**Compito A:**
Trascrivi dall'estratto su Mani pulite il passo che comincia con "Ricorre quest’anno il" e finisce con "da risvolti tragicomici.".
**Compito B:**
Raccogli tutte le righe delle voci in cui compare la parola "image", facendo distinzione tra maiuscole e minuscole.

«Un giorno saremo tutti spinti verso la morte, conoscendo poco o nulla, e quel poco, e quel nulla, conoscendolo male». Questo monito dovrebbe tenerci svegli, poiché, per quanto ci sforziamo, la verità, se esiste, continuerà a sfuggirci. E non parlo solo di quella giudiziaria.

Ricorre quest’anno il trentennale di Mani pulite e molti conti ancora non tornano. Per gli amanti delle date tutto ha inizio il 17 febbraio del 1992 con l’arresto di Mario Chiesa, esponente del partito socialista milanese e presidente del Pio albergo trivulzio, che davanti all’irruzione dei carabinieri si rifugia in bagno cercando di far sparire nel water i soldi della tangente appena incassata, quasi a ricordarci come le vicende nostrane siano spesso connotate da risvolti tragicomici.

**Dati di origine:**
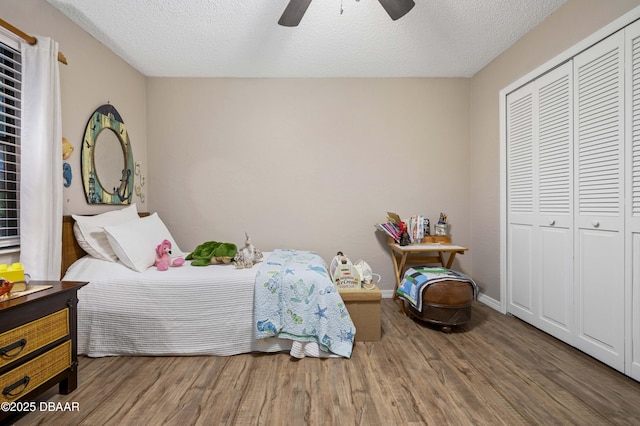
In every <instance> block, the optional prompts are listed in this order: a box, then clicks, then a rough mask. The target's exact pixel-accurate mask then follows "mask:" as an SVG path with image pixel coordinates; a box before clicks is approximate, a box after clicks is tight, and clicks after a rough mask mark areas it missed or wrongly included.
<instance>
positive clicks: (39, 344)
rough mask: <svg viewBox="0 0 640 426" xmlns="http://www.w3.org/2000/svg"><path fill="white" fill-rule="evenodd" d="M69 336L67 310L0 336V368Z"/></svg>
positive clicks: (68, 327)
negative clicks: (53, 342) (49, 344)
mask: <svg viewBox="0 0 640 426" xmlns="http://www.w3.org/2000/svg"><path fill="white" fill-rule="evenodd" d="M68 335H69V309H68V308H66V309H63V310H61V311H58V312H54V313H53V314H51V315H47V316H45V317H42V318H40V319H37V320H35V321H32V322H30V323H28V324H25V325H22V326H20V327H16V328H14V329H12V330H9V331H7V332H5V333H2V334H0V367H2V366H4V365H7V364H9V363H10V362H13V361H15V360H18V359H20V358H22V357H23V356H25V355H27V354H29V353H31V352H33V351H35V350H38V349H40V348H42V347H43V346H46V345H48V344H50V343H53V342H55V341H56V340H58V339H61V338H63V337H66V336H68Z"/></svg>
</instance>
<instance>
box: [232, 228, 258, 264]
mask: <svg viewBox="0 0 640 426" xmlns="http://www.w3.org/2000/svg"><path fill="white" fill-rule="evenodd" d="M244 235H245V237H246V240H245V243H244V247H243V248H241V249H240V250H239V251H238V254H236V256H235V257H234V258H233V262H234V263H235V264H236V268H238V269H243V268H251V267H252V266H253V265H255V264H256V263H258V262H262V257H263V256H262V252H261V251H260V250H258V249H257V248H255V247H254V246H253V244H252V243H251V237H250V236H249V234H247V233H246V232H245V233H244Z"/></svg>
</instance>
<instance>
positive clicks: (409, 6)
mask: <svg viewBox="0 0 640 426" xmlns="http://www.w3.org/2000/svg"><path fill="white" fill-rule="evenodd" d="M378 1H379V2H380V4H381V5H382V7H384V10H385V11H386V12H387V14H388V15H389V16H390V17H391V19H393V20H394V21H395V20H396V19H400V18H402V17H403V16H404V15H406V14H407V13H409V11H410V10H411V9H413V6H415V5H416V3H415V2H414V1H413V0H378Z"/></svg>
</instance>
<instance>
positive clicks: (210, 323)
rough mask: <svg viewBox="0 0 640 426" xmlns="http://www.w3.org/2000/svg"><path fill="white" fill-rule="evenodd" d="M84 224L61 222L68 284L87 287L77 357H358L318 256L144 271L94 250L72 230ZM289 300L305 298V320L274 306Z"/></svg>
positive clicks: (347, 317)
mask: <svg viewBox="0 0 640 426" xmlns="http://www.w3.org/2000/svg"><path fill="white" fill-rule="evenodd" d="M136 215H137V213H136ZM140 216H141V217H142V219H144V218H146V219H150V218H151V217H152V216H157V215H148V214H140ZM74 218H75V219H74ZM76 219H77V220H80V219H81V218H80V217H78V216H74V217H72V216H65V217H64V218H63V249H62V252H63V259H62V268H63V269H62V270H63V279H64V280H74V281H87V282H89V284H88V285H86V286H85V287H83V288H82V289H81V290H80V291H79V292H78V298H79V303H78V353H79V354H84V355H87V356H90V357H103V356H122V355H149V356H162V355H217V356H229V355H236V354H241V353H251V352H266V353H269V352H282V351H286V352H289V353H290V354H291V355H292V356H294V357H296V358H303V357H305V356H313V357H330V356H340V357H345V358H349V357H350V356H351V350H352V346H353V339H354V335H355V332H356V330H355V327H354V326H353V323H352V322H351V319H350V317H349V315H348V312H347V311H346V308H345V306H344V303H343V302H342V299H341V298H340V296H339V293H338V292H337V291H335V287H333V284H332V283H331V280H330V279H329V277H328V273H327V271H326V264H324V261H323V260H321V258H320V257H319V256H317V255H316V254H315V253H313V252H304V251H298V250H274V251H273V252H267V253H264V261H263V262H261V263H258V264H256V265H254V266H253V267H252V268H245V269H236V268H235V267H234V266H233V265H211V266H205V267H195V266H191V265H189V262H188V261H187V262H186V263H185V265H184V266H182V267H179V268H169V270H167V271H158V270H157V269H156V268H155V267H150V268H145V269H144V270H143V271H142V272H139V271H136V270H134V269H132V268H131V267H130V266H127V265H125V263H124V262H122V261H121V259H118V261H115V262H114V261H107V260H104V259H99V258H96V257H94V256H92V255H89V254H87V252H86V250H85V247H86V241H85V242H84V244H81V243H80V242H79V241H78V238H76V237H77V235H78V234H77V229H76V232H74V223H75V222H76ZM142 219H141V220H142ZM82 220H84V217H82ZM117 226H120V225H117ZM76 228H77V226H76ZM111 228H113V226H108V227H104V228H103V229H105V230H107V229H109V230H110V229H111ZM154 238H156V239H157V238H158V237H157V236H156V235H154ZM138 239H140V238H138ZM184 254H186V253H184ZM285 262H289V263H286V264H285ZM323 268H324V272H323V271H322V269H323ZM303 273H305V274H313V275H314V277H315V278H313V277H311V278H304V280H305V281H304V282H305V284H304V285H301V284H300V283H301V280H303V278H301V277H302V275H301V274H303ZM307 279H313V280H314V281H309V282H307V281H306V280H307ZM278 280H279V281H278ZM256 289H257V290H256ZM301 290H304V291H303V293H304V294H303V295H302V296H300V295H301V294H302V293H301ZM286 292H290V293H289V294H287V293H286ZM254 296H256V297H254ZM269 299H272V300H271V302H269ZM284 299H295V300H297V302H298V303H299V306H303V307H306V309H307V312H306V314H305V313H300V312H299V311H296V310H295V309H294V310H293V311H295V313H294V312H293V311H292V308H290V307H287V306H280V307H281V308H282V309H280V310H278V309H276V308H275V306H277V305H278V303H280V302H279V301H282V300H284ZM268 302H269V303H268ZM255 312H258V313H259V315H260V317H259V318H256V314H255ZM298 313H299V315H298ZM305 315H306V317H305ZM303 318H304V321H303ZM301 324H305V325H307V326H306V327H301ZM296 327H298V328H296Z"/></svg>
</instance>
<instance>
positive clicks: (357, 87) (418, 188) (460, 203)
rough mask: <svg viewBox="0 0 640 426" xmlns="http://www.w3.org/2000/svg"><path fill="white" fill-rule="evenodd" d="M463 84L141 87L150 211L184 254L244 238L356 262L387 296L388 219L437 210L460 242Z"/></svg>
mask: <svg viewBox="0 0 640 426" xmlns="http://www.w3.org/2000/svg"><path fill="white" fill-rule="evenodd" d="M469 83H470V80H469V79H173V78H149V79H148V85H147V96H148V98H147V108H148V112H149V116H148V122H149V123H150V127H149V130H148V134H149V153H148V155H149V176H150V177H151V178H152V181H153V182H152V185H151V186H150V187H149V194H150V199H151V200H152V202H151V203H150V207H152V210H157V211H158V212H160V215H161V217H162V218H163V219H164V220H165V222H167V223H168V226H169V227H170V228H171V229H172V230H174V232H175V234H176V235H175V238H176V239H177V242H178V244H179V245H180V246H181V248H193V247H194V246H195V245H197V244H199V243H202V242H204V241H207V240H217V241H231V242H234V243H236V244H239V245H240V244H243V243H244V231H245V230H246V231H247V232H249V233H250V235H251V237H252V239H253V242H254V244H255V245H256V246H257V247H258V248H260V249H262V250H264V251H268V250H273V249H275V248H299V249H309V250H315V251H318V252H319V253H320V254H321V255H322V256H323V257H324V258H325V259H326V260H327V261H330V260H331V258H332V257H333V256H334V255H335V253H336V251H338V250H342V251H344V252H345V253H346V254H347V255H348V256H350V257H351V258H352V260H354V261H355V260H357V259H359V258H363V259H365V260H366V261H367V262H369V263H370V265H371V266H372V267H373V269H374V271H375V272H377V273H379V274H381V275H382V276H383V282H382V287H383V288H384V289H392V288H393V284H394V274H393V270H392V265H391V259H390V256H389V252H388V249H387V247H386V245H385V244H384V237H383V236H382V235H380V233H379V232H376V231H375V229H374V226H373V225H374V224H375V223H377V222H380V221H382V220H384V219H385V217H386V212H387V211H395V212H397V213H399V214H400V215H401V216H402V217H407V216H409V215H412V214H424V215H427V216H428V217H430V218H431V219H432V220H433V221H435V220H436V219H437V217H438V215H439V213H440V212H441V211H442V212H446V213H448V215H449V220H450V222H451V224H452V225H451V231H452V235H453V237H454V239H455V240H456V241H457V242H459V243H460V244H467V243H468V242H470V239H471V235H470V227H469V223H470V218H469V212H470V205H469V199H470V195H469V184H468V182H469V170H470V162H469V126H468V117H469V105H470V99H469V87H470V86H469ZM470 261H471V255H470V254H469V255H465V256H461V257H460V261H459V263H458V264H457V265H456V266H457V267H458V268H459V269H462V270H467V271H468V266H467V265H468V264H469V263H470Z"/></svg>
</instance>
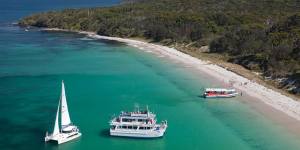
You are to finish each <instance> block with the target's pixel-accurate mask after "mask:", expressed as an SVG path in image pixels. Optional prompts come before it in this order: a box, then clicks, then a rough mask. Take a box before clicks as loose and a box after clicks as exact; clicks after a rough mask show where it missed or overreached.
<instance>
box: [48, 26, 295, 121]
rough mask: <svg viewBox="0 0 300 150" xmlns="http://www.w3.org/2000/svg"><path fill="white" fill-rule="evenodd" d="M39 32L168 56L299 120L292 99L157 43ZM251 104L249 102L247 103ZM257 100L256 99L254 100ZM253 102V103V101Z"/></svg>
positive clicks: (243, 93) (103, 37) (60, 29)
mask: <svg viewBox="0 0 300 150" xmlns="http://www.w3.org/2000/svg"><path fill="white" fill-rule="evenodd" d="M42 30H43V31H61V32H74V33H79V34H84V35H87V36H88V37H90V38H94V39H102V40H112V41H118V42H122V43H125V44H127V45H129V46H133V47H136V48H138V49H141V50H143V51H145V52H153V53H155V54H157V55H158V57H169V58H170V59H173V60H176V61H179V62H181V63H182V64H184V65H188V66H190V67H189V68H191V69H193V70H195V71H199V72H201V73H205V74H207V75H209V76H211V77H213V78H215V79H217V80H218V81H221V82H222V81H223V82H224V83H226V84H231V85H232V87H233V88H236V89H237V90H238V91H240V92H243V94H244V93H245V94H247V96H250V97H253V98H255V99H258V100H259V101H261V102H262V103H264V104H266V105H268V106H271V107H272V108H273V109H275V110H278V111H280V112H282V113H284V114H286V115H288V116H289V117H291V118H294V119H296V120H297V121H300V102H299V101H297V100H296V99H293V98H291V97H288V96H286V95H283V94H281V93H279V92H277V91H274V90H272V89H270V88H267V87H265V86H263V85H261V84H259V83H257V82H255V81H251V80H249V79H247V78H245V77H243V76H241V75H238V74H236V73H234V72H232V71H229V70H227V69H226V68H223V67H221V66H218V65H216V64H213V63H212V62H210V61H205V60H201V59H199V58H195V57H193V56H190V55H188V54H185V53H183V52H181V51H179V50H176V49H175V48H170V47H167V46H162V45H158V44H152V43H148V42H144V41H139V40H133V39H126V38H119V37H108V36H101V35H97V34H96V33H95V32H88V31H72V30H65V29H58V28H44V29H42ZM249 101H252V100H249ZM255 101H257V100H255ZM253 103H256V102H253Z"/></svg>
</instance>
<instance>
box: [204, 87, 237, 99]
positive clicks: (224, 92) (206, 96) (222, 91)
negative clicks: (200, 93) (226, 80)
mask: <svg viewBox="0 0 300 150" xmlns="http://www.w3.org/2000/svg"><path fill="white" fill-rule="evenodd" d="M238 94H239V93H238V92H237V91H236V90H235V89H225V88H207V89H205V92H204V94H203V97H205V98H217V97H220V98H230V97H235V96H237V95H238Z"/></svg>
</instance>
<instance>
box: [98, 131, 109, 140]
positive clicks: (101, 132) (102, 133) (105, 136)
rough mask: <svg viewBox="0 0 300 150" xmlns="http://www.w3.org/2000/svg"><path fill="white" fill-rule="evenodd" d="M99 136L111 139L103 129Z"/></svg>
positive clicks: (99, 132)
mask: <svg viewBox="0 0 300 150" xmlns="http://www.w3.org/2000/svg"><path fill="white" fill-rule="evenodd" d="M99 136H102V137H105V138H109V137H111V136H110V134H109V129H103V130H101V131H100V132H99Z"/></svg>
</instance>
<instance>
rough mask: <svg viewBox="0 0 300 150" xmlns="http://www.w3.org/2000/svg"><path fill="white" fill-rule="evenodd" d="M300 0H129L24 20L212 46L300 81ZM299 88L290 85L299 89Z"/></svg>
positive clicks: (62, 12)
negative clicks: (97, 7)
mask: <svg viewBox="0 0 300 150" xmlns="http://www.w3.org/2000/svg"><path fill="white" fill-rule="evenodd" d="M299 7H300V1H298V0H248V1H245V0H222V1H220V0H126V1H125V2H124V3H122V4H120V5H118V6H113V7H106V8H90V9H66V10H63V11H52V12H46V13H40V14H34V15H32V16H29V17H26V18H24V19H22V20H21V21H20V25H24V26H27V25H31V26H37V27H50V28H53V27H56V28H62V29H71V30H85V31H94V32H97V33H98V34H101V35H108V36H118V37H141V38H147V39H152V40H153V41H155V42H162V43H164V44H174V43H179V44H188V45H189V46H191V47H194V48H197V47H201V46H204V45H210V50H211V53H224V54H226V55H227V56H228V57H229V58H230V59H229V61H231V62H234V63H238V64H241V65H243V66H245V67H246V68H248V69H252V70H255V71H259V72H262V73H263V74H264V75H265V76H271V77H272V78H282V77H287V78H288V79H291V80H293V85H296V87H299V85H300V77H299V76H300V75H299V74H300V60H299V58H300V54H299V53H300V52H299V45H300V42H299V37H300V25H299V22H300V21H299V16H300V8H299ZM295 89H296V90H295ZM297 89H298V90H299V88H294V89H292V90H291V92H293V93H300V91H297Z"/></svg>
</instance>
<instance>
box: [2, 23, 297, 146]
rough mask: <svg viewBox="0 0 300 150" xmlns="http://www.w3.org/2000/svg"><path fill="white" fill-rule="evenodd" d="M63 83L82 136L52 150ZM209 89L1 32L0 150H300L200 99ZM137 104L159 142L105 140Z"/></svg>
mask: <svg viewBox="0 0 300 150" xmlns="http://www.w3.org/2000/svg"><path fill="white" fill-rule="evenodd" d="M7 22H8V21H7ZM61 80H64V81H65V85H66V94H67V100H68V105H69V111H70V113H71V119H72V121H73V122H74V123H75V124H76V125H78V126H79V127H80V129H81V132H82V133H83V136H82V137H81V138H80V139H78V140H76V141H72V142H69V143H66V144H63V145H59V146H56V145H52V144H45V143H44V141H43V138H44V135H45V132H46V131H47V130H51V128H52V127H53V123H54V119H55V113H56V108H57V104H58V99H59V95H60V84H61V83H60V82H61ZM212 84H214V82H213V81H212V79H209V78H208V77H206V76H204V75H203V76H202V75H199V74H194V73H193V72H191V71H190V70H189V69H188V68H184V67H183V66H181V65H179V64H176V63H173V62H172V61H170V60H167V59H164V58H159V57H156V56H155V55H153V54H151V53H146V52H143V51H141V50H138V49H136V48H132V47H129V46H126V45H124V44H122V43H118V42H112V41H99V40H92V39H89V38H86V37H84V36H82V35H76V34H69V33H47V32H39V31H37V30H31V31H29V32H25V31H24V30H23V29H21V28H18V27H16V26H12V25H9V24H2V25H1V26H0V114H1V115H0V133H1V136H0V149H1V150H2V149H32V150H34V149H37V150H40V149H60V150H71V149H72V150H81V149H124V150H126V149H131V150H134V149H144V150H146V149H205V150H208V149H209V150H220V149H222V150H232V149H237V150H248V149H253V150H282V149H287V150H297V149H300V143H299V142H298V139H297V137H295V136H293V135H291V134H289V133H288V132H286V129H284V128H283V127H281V126H279V125H277V124H274V123H273V122H272V121H271V120H269V119H268V118H266V117H264V116H263V115H261V114H260V113H258V112H256V110H253V109H252V108H251V107H249V106H248V105H245V104H244V103H242V102H241V101H239V99H238V98H235V99H226V100H222V99H210V100H209V101H208V100H205V99H203V98H201V97H199V94H200V93H201V90H202V89H203V88H204V87H208V86H211V85H212ZM214 85H215V84H214ZM135 104H139V105H140V106H145V105H148V106H149V108H150V109H151V110H152V111H154V112H156V113H157V115H158V119H159V120H164V119H167V120H168V123H169V127H168V129H167V132H166V135H165V136H164V137H163V138H159V139H151V140H146V139H128V138H116V137H110V136H108V129H109V126H108V121H109V120H110V118H111V116H112V115H114V114H115V115H117V114H118V113H119V112H120V111H121V110H131V109H133V106H134V105H135Z"/></svg>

**Risposta scritta A:**
Ricorre quest’anno il trentennale di Mani pulite e molti conti ancora non tornano. Per gli amanti delle date tutto ha inizio il 17 febbraio del 1992 con l’arresto di Mario Chiesa, esponente del partito socialista milanese e presidente del Pio albergo trivulzio, che davanti all’irruzione dei carabinieri si rifugia in bagno cercando di far sparire nel water i soldi della tangente appena incassata, quasi a ricordarci come le vicende nostrane siano spesso connotate da risvolti tragicomici.

**Risposta scritta B:**
In every <instance> block, the optional prompts are listed in this order: a box, then clicks, then a rough mask. The target's exact pixel-accurate mask then follows "mask:" as an SVG path with image pixel coordinates; a box before clicks is approximate, a box after clicks is tight, and clicks after a rough mask mark areas it missed or wrongly included.
You are to finish each <instance> block with the target's pixel-accurate mask after "mask:", expressed as an SVG path in image pixels. Optional prompts come before it in this order: a box, then clicks, then a rough mask. Take a box before clicks as loose and a box after clicks as exact; clicks after a rough mask show where it missed or overreached.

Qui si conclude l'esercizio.